Referring expression data:

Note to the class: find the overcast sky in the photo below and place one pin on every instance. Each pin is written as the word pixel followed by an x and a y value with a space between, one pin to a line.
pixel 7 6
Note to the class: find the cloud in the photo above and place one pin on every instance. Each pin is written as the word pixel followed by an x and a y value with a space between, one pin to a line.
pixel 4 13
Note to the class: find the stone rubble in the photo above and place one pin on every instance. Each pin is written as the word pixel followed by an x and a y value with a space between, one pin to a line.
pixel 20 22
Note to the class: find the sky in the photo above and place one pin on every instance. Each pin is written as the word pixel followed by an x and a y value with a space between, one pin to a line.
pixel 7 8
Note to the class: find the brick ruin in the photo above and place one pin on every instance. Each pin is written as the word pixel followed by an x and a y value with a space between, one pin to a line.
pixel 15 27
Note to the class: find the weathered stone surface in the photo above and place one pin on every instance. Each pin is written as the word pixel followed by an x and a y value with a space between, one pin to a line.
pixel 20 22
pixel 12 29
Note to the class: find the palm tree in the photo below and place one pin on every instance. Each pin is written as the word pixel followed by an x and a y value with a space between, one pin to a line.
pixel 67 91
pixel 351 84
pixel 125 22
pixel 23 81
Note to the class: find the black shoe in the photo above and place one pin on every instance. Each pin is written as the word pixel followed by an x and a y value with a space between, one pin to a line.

Prompt: Your response must repeat the entries above exactly, in full.

Reply to the task:
Note to the class: find the overcast sky in the photo below and place one pin on every instance. Each pin is written as the word pixel followed by an x and a y value with a space between, one pin to a line.
pixel 7 6
Note to the class: find the cloud in the photo above and place one pin on every instance. Each pin is written as the word pixel followed by an x and a y value with a space between, one pin to a line.
pixel 4 13
Note to the class: find the stone rubble in the photo above and place one pin on every instance. Each pin is written as the word pixel followed by an x and a y value with a space between, one pin to a line.
pixel 20 22
Note to the class: find the sky in the photo above and place one pin on every instance. Each pin is written as the word pixel followed by an x and a y value with a space between, one pin to a line.
pixel 7 8
Note to the class: find the brick ruin in the photo above and place one pin on every instance. Each pin is written as the word pixel followed by an x and a y value with a space between, one pin to a line.
pixel 15 27
Note to the class: find the weathered stone surface in the photo above and place one pin on every instance. Each pin is written as the word pixel followed by an x and a y value with a space between, one pin to a line.
pixel 20 22
pixel 12 29
Note to the class: find the palm tree in the photo below and place one pin on every instance. Each pin is written as the word pixel followed by an x and a y value with a space between, one pin to a line.
pixel 67 91
pixel 351 84
pixel 125 22
pixel 23 81
Note to the class: find the black shoe in the photo above and place one pin on every instance. Each pin is written as the word pixel followed by an x and a y value with a space between, one pin to a line.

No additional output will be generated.